- Task -
Count the lines in the items below that contain the word "truck". Give only the number.

— BEGIN —

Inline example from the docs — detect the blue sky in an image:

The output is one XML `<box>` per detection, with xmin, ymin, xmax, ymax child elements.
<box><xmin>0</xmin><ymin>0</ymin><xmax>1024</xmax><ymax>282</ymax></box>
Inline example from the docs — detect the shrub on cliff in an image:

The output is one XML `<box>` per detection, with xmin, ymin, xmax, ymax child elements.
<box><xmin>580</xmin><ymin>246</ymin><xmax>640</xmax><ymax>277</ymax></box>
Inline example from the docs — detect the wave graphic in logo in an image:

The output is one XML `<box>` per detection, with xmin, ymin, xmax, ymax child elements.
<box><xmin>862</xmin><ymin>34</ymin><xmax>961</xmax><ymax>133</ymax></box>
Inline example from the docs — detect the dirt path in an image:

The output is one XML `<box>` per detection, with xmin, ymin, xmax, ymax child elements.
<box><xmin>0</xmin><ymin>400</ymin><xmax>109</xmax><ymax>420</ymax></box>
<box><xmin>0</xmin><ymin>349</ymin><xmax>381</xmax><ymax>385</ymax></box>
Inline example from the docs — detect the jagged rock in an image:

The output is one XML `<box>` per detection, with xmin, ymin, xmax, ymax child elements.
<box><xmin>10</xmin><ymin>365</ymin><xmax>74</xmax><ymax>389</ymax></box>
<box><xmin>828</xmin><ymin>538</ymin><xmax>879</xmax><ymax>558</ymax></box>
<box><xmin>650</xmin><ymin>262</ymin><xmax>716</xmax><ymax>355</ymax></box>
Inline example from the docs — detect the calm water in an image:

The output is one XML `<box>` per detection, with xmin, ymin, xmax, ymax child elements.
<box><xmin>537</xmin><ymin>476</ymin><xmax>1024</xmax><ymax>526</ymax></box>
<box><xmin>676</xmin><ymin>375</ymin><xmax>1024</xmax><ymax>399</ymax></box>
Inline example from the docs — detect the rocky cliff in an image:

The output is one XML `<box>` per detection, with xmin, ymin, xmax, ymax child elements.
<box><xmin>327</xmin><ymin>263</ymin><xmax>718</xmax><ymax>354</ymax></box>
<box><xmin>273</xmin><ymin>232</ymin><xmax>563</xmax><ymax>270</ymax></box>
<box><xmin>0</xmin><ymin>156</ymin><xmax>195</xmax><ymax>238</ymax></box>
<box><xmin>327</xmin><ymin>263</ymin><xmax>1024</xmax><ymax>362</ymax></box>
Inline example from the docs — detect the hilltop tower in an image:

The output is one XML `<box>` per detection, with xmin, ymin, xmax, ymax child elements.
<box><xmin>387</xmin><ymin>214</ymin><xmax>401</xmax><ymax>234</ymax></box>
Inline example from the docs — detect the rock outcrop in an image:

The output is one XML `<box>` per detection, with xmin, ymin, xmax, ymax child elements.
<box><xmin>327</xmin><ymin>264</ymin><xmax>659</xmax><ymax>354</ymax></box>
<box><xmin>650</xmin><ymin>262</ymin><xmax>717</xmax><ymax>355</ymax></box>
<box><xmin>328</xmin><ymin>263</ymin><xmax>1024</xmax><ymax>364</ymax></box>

— END —
— BEGIN —

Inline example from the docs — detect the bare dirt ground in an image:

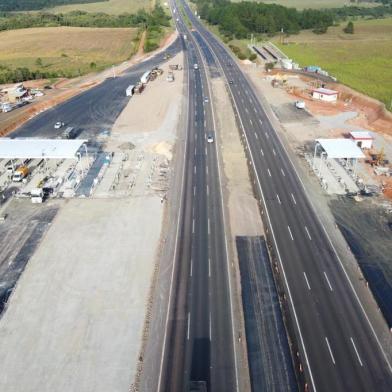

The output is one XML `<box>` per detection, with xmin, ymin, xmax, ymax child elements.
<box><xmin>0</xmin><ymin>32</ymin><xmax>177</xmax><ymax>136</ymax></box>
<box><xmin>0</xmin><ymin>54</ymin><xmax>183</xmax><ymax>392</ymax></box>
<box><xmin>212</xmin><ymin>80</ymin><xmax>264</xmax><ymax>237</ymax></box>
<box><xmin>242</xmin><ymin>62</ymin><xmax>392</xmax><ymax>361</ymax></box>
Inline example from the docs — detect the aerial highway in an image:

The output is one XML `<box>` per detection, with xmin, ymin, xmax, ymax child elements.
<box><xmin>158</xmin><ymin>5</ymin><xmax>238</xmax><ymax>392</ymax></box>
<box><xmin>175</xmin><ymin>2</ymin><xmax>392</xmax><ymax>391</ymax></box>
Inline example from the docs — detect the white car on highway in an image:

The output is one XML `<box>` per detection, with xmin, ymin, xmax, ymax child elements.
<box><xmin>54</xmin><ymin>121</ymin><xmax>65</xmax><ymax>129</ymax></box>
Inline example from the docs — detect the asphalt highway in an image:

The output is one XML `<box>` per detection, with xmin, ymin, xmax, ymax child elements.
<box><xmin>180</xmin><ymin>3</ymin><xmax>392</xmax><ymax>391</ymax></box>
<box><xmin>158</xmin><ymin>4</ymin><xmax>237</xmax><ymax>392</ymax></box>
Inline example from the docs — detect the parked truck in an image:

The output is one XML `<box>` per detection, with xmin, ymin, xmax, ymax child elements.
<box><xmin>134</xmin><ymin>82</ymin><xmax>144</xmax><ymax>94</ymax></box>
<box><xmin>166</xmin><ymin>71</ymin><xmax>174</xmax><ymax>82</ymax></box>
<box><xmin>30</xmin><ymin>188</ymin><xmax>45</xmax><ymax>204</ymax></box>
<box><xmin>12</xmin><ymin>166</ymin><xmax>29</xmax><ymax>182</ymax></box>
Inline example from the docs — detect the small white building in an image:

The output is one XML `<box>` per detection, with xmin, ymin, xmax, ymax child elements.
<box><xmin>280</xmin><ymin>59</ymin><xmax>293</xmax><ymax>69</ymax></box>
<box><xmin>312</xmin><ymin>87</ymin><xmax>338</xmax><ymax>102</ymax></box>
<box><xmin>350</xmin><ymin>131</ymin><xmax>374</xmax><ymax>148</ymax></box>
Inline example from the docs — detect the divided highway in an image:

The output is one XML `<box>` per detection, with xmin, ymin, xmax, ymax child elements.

— END —
— BEGIN —

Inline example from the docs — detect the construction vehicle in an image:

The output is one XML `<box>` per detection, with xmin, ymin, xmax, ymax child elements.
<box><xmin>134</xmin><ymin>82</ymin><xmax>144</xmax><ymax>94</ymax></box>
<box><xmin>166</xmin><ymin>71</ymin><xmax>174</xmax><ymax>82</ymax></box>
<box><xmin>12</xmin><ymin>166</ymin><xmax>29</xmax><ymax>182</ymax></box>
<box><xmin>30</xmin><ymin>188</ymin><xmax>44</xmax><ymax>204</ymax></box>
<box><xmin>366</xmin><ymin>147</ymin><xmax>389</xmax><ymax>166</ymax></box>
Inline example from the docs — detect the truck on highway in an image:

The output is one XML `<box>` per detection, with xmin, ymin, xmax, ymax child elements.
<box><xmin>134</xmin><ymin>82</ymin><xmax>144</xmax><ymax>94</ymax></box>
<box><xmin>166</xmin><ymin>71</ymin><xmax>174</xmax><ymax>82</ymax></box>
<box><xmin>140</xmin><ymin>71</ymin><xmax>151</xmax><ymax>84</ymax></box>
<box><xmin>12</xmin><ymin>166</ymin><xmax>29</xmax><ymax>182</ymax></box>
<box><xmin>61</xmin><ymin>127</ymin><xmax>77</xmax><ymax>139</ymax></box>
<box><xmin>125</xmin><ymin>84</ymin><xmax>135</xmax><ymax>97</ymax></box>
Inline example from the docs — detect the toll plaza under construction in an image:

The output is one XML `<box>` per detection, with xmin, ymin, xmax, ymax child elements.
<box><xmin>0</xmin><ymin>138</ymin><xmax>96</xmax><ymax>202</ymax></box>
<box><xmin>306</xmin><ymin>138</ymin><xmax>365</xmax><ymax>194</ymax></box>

— END —

- Result for this exercise -
2